▶ SUPPLIED PASSAGE

--

NEW YORK (Reuters) – U.N. Secretary-General Antonio Guterres on Monday removed a Saudi Arabia-led military coalition from a United Nations blacklist, several years after it was first named and shamed for killing and injuring children in Yemen.
The coalition killed or injured 222 children in Yemen last year, Guterres wrote in his annual report to the U.N. Security Council. He said the Houthis were responsible for 313 such casualties and the Yemen government forces 96 casualties and both remain on the annual children and armed conflict blacklist.
Guterres said the coalition would “be delisted for the violation of killing and maiming, following a sustained significant decrease in killing and maiming due to air strikes” and the implementation of measures aimed at protecting children.
But he added that the coalition would be subjected to one year of monitoring and “any failure” to further decrease child casualties would result in it being listed again next year.
The Saudi mission to the United Nations did not immediately respond to a request for comment on the report.

--

▶ DATA SHOWN
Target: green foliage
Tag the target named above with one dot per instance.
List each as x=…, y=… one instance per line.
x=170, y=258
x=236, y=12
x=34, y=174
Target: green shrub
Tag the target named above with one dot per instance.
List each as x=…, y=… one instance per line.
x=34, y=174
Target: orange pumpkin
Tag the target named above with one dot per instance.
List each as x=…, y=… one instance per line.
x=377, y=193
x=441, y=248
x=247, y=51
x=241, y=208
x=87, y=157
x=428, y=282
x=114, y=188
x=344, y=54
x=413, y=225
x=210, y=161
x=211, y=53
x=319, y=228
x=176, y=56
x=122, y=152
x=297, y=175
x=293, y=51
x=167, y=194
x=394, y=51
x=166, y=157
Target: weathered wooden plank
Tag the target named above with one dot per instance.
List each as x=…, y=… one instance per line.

--

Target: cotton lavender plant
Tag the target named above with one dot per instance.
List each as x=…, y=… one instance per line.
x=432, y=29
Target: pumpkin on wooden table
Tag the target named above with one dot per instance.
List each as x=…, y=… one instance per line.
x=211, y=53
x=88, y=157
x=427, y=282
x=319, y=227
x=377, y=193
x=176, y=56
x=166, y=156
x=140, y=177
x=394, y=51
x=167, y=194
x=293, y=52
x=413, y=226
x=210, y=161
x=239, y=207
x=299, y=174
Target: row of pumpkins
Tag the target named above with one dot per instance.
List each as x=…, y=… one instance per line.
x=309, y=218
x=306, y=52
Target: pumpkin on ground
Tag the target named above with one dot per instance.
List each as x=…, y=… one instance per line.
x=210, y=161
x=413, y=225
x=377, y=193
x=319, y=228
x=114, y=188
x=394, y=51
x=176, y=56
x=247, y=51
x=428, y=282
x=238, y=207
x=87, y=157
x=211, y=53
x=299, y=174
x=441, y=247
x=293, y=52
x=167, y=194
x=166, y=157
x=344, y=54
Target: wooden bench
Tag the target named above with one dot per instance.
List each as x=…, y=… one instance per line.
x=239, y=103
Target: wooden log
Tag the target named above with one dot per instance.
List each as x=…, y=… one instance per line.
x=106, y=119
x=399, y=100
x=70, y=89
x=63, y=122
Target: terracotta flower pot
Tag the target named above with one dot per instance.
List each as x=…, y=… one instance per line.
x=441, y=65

--

▶ REQUIREMENT
According to the news report on the U.N. blacklist, what happens if the coalition fails to further decrease child casualties during its year of monitoring?

▶ RESPONSE AREA
It would be listed again the next year.